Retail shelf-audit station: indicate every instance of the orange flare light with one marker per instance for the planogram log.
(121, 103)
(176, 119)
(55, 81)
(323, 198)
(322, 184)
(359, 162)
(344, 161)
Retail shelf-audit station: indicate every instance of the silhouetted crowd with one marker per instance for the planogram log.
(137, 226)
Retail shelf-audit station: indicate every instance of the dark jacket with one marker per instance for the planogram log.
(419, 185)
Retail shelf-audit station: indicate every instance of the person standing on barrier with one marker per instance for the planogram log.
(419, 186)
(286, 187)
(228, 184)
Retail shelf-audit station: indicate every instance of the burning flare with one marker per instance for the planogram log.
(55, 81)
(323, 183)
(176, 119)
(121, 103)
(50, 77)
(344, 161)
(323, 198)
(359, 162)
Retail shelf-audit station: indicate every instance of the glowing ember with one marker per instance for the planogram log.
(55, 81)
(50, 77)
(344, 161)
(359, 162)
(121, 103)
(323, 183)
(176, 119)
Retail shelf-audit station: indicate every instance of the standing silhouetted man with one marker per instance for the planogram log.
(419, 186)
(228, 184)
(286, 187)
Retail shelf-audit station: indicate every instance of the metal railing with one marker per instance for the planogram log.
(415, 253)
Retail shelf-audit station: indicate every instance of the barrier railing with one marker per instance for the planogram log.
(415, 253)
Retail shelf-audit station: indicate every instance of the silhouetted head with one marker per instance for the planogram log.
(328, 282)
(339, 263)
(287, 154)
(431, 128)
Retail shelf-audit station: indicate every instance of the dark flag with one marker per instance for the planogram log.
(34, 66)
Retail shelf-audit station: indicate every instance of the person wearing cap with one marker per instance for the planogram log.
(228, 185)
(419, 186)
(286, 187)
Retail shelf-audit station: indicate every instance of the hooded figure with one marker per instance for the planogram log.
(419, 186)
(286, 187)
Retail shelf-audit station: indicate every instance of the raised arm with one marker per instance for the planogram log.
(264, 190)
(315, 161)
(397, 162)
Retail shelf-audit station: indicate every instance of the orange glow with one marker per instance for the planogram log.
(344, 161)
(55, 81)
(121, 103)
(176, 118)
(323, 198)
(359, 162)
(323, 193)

::::

**Problem statement**
Write the lines above as a JSON list of strings, one string for each line, leaving out blank lines.

**Written solution**
[
  "Retail shelf-audit station: indicate every instance of the orange flare light with one marker per instance for the planogram log.",
  "(121, 103)",
  "(176, 119)",
  "(55, 81)",
  "(323, 198)",
  "(322, 184)",
  "(359, 162)",
  "(344, 161)",
  "Retail shelf-audit station: indicate every instance of the silhouetted crowd with one marker per instance for the planogram log.",
  "(137, 226)",
  "Retail shelf-audit station: indicate every instance of the dark jacket with one marker per instance for the planogram log.",
  "(419, 185)",
  "Retail shelf-audit station: indicate every instance of the person standing on barrier with one marker per instance for the planogram log.",
  "(419, 186)",
  "(286, 187)",
  "(228, 184)",
  "Retail shelf-audit station: indicate every instance of the burning flare with one marker per instance for the planogram log.",
  "(55, 81)",
  "(323, 183)",
  "(176, 119)",
  "(121, 103)",
  "(50, 77)",
  "(344, 161)",
  "(323, 198)",
  "(359, 162)",
  "Retail shelf-audit station: indicate every instance of the glowing ember with one marker per instance for the planogram log.",
  "(55, 81)",
  "(50, 77)",
  "(344, 161)",
  "(359, 162)",
  "(121, 103)",
  "(323, 183)",
  "(176, 119)",
  "Retail shelf-audit station: indicate every instance of the standing silhouetted man with one marker per instance for the planogram log.",
  "(419, 186)",
  "(228, 184)",
  "(286, 187)",
  "Retail shelf-audit station: indicate every instance of the metal railing with one marker per instance for the planogram log.",
  "(415, 253)",
  "Retail shelf-audit station: indicate every instance of the barrier railing with one marker per instance for the planogram log.",
  "(415, 253)",
  "Retail shelf-audit station: indicate every instance of the silhouetted head with one marker per instance for the planogram log.",
  "(328, 282)",
  "(339, 263)",
  "(287, 154)",
  "(431, 128)",
  "Retail shelf-audit station: indicate every instance of the dark flag with one marker per instance for the planogram log.",
  "(34, 66)",
  "Retail shelf-audit station: indicate every instance of the person wearing cap with one marker per instance for the planogram log.",
  "(228, 185)",
  "(419, 186)",
  "(286, 187)",
  "Retail shelf-audit station: indicate every instance of the hooded figure with one marker per instance for the planogram log.",
  "(419, 186)",
  "(286, 187)",
  "Retail shelf-audit station: indicate every instance of the raised arm with one marker per instance for the planogram log.",
  "(264, 190)",
  "(315, 161)",
  "(397, 162)",
  "Retail shelf-audit station: indicate every instance of the orange glow with one marker per instance for the planogram log.",
  "(344, 161)",
  "(55, 81)",
  "(121, 103)",
  "(176, 118)",
  "(323, 198)",
  "(359, 162)",
  "(323, 193)"
]